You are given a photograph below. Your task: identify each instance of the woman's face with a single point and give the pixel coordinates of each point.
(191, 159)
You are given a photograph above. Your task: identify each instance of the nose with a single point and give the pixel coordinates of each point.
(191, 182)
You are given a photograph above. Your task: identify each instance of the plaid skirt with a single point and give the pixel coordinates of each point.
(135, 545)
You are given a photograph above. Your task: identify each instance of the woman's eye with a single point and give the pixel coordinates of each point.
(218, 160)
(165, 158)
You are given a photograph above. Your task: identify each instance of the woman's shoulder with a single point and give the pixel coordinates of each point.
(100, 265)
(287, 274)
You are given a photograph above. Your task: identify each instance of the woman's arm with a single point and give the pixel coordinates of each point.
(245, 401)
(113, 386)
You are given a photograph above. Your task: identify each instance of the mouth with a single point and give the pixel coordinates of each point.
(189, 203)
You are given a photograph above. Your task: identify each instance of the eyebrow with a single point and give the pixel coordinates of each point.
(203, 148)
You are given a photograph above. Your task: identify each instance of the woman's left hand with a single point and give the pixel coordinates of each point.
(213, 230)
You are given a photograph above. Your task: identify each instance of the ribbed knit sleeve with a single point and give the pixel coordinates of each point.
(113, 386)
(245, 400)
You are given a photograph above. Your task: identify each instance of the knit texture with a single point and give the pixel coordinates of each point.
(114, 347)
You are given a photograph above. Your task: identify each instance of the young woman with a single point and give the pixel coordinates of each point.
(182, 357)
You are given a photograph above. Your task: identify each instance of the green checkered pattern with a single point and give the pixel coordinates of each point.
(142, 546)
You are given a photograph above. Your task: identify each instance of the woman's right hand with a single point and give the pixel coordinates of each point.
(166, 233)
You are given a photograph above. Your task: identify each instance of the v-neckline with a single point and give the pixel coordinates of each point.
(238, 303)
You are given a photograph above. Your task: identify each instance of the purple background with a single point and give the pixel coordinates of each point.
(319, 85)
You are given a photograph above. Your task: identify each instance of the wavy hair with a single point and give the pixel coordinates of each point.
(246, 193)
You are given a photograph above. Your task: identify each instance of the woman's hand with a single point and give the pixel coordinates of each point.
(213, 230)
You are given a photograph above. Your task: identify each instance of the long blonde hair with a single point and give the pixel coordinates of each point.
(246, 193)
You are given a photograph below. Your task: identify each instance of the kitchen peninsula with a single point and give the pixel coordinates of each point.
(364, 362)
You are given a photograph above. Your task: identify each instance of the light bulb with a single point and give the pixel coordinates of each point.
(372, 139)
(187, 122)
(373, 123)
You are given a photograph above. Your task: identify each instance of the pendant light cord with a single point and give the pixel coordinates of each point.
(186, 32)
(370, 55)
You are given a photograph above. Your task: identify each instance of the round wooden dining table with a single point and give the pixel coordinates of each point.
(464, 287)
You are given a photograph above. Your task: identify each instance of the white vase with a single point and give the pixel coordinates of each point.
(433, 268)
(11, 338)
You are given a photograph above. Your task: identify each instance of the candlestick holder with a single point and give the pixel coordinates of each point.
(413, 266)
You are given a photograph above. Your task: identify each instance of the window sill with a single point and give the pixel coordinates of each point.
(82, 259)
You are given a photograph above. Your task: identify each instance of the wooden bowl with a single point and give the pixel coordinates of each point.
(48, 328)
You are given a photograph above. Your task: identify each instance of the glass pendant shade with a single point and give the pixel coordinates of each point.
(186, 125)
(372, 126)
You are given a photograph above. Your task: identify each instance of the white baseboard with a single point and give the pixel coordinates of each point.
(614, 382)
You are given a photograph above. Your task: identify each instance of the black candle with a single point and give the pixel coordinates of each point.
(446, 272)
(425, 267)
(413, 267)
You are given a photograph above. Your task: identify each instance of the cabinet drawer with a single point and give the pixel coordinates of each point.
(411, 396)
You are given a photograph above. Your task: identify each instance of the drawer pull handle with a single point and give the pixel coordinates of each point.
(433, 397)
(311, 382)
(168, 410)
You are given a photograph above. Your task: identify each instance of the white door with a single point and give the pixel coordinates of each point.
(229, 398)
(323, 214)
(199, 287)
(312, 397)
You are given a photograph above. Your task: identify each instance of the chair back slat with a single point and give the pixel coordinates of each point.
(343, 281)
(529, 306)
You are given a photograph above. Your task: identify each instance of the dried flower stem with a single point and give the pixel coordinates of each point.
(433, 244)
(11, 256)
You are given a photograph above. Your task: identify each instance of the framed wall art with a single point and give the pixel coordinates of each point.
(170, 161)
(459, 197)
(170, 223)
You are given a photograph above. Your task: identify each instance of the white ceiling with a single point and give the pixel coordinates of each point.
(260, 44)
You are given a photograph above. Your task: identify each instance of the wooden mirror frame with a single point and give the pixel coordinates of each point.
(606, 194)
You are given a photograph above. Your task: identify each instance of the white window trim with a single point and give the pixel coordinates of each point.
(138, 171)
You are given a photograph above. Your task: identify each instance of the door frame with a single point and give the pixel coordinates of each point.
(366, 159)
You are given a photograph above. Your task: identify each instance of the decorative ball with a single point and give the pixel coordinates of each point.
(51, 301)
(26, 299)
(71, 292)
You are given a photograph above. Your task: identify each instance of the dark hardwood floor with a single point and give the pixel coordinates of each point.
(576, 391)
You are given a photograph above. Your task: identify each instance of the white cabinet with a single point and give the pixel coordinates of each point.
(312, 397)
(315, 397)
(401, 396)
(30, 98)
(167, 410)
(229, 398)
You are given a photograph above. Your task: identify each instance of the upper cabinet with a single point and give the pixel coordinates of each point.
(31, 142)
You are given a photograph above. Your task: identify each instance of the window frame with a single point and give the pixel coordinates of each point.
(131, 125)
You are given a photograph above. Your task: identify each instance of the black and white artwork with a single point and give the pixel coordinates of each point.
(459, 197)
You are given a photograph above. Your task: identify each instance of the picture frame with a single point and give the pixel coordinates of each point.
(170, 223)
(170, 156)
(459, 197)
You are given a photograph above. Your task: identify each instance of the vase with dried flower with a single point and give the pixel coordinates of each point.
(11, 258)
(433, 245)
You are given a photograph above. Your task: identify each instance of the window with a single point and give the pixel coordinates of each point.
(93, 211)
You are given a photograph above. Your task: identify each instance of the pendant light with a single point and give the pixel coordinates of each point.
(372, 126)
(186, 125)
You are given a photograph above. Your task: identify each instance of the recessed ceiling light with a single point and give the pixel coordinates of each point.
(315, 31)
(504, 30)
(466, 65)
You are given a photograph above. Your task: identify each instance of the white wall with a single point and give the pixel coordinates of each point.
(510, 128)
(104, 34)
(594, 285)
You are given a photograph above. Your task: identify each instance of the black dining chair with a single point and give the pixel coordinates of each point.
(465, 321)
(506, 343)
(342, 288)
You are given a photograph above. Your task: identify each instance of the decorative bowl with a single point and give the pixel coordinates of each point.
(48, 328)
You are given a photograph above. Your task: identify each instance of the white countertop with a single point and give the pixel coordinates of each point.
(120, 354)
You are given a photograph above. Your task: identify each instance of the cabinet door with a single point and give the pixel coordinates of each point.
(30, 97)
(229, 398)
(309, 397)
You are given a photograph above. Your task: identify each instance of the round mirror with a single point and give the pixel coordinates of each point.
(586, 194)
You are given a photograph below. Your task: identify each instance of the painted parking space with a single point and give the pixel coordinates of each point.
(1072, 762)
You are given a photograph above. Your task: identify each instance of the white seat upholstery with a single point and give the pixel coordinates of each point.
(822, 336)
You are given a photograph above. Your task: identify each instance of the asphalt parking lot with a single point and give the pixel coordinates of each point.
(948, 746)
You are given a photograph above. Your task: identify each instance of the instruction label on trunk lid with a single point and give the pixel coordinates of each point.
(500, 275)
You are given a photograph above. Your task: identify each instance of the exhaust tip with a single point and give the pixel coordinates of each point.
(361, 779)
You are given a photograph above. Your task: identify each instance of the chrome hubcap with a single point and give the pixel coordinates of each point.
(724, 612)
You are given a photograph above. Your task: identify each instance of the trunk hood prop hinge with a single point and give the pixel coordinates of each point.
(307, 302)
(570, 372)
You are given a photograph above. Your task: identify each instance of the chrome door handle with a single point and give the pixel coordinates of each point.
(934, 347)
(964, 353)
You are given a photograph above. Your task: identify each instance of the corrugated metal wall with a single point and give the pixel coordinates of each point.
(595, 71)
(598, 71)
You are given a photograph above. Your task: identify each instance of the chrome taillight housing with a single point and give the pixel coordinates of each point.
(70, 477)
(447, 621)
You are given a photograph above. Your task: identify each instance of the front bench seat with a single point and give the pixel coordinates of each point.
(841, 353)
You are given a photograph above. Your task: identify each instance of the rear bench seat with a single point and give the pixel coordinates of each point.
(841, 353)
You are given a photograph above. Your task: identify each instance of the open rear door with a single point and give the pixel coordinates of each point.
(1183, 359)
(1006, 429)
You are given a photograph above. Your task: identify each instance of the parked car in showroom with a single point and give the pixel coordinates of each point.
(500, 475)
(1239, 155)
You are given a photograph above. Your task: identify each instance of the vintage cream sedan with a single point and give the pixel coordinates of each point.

□ □ □

**Objective:**
Set down only these lines, exactly: the line containing "of the instruction" and each line after it, through the end of the listing.

**Task answer:**
You are given a photograph above. Your task: identify each instance of the instruction label on trunk lid with a single point and give the pixel coordinates of each point.
(500, 275)
You are given a photograph above. Your task: identify each instance of the exhaust tip with a single point and give the pixel coordinates of each point.
(361, 779)
You are given a photograph above. Your task: identify each instance of the chrome hubcap with a single point and give the pixel coordinates of each point.
(724, 612)
You are given a photograph above. Your task: identify each instance of the trunk hood prop hinge with a single point and give the pixel coordinates of each point.
(307, 302)
(570, 372)
You are given a photograph above. Your task: identify each instance of the chrome door handle with a single point and give the pixel coordinates of each point.
(934, 347)
(964, 353)
You are given a photograph above. Your task: identify each instance of the corrugated metal wall with a single point and give the pixel coordinates of each point.
(595, 71)
(598, 71)
You are given a photograph above. Your task: identify each instance of the chrome taillight housing with a single point and give the pixel coordinates of each point.
(70, 477)
(447, 621)
You are given a photograph above. Your task: identify each instance of the front bench seat with a single point and give the pixel coordinates of each point.
(841, 353)
You are given a photograph above. Your task: identify each instance of the rear bench seat with a single point and give the pixel coordinates of each point.
(841, 353)
You are given a photograph above. Your task: identify each instance of the open rear door with a single point and give the pixel coordinates of each point.
(1183, 359)
(1006, 429)
You are given a photograph above. Your task: identify each instance of the parked car in showroom with a single point and give the pixel coordinates of each point.
(500, 475)
(1239, 155)
You are given a photograph above. Your task: identify each instance of the vintage cream sedan with a single point and give the pixel coordinates of each point.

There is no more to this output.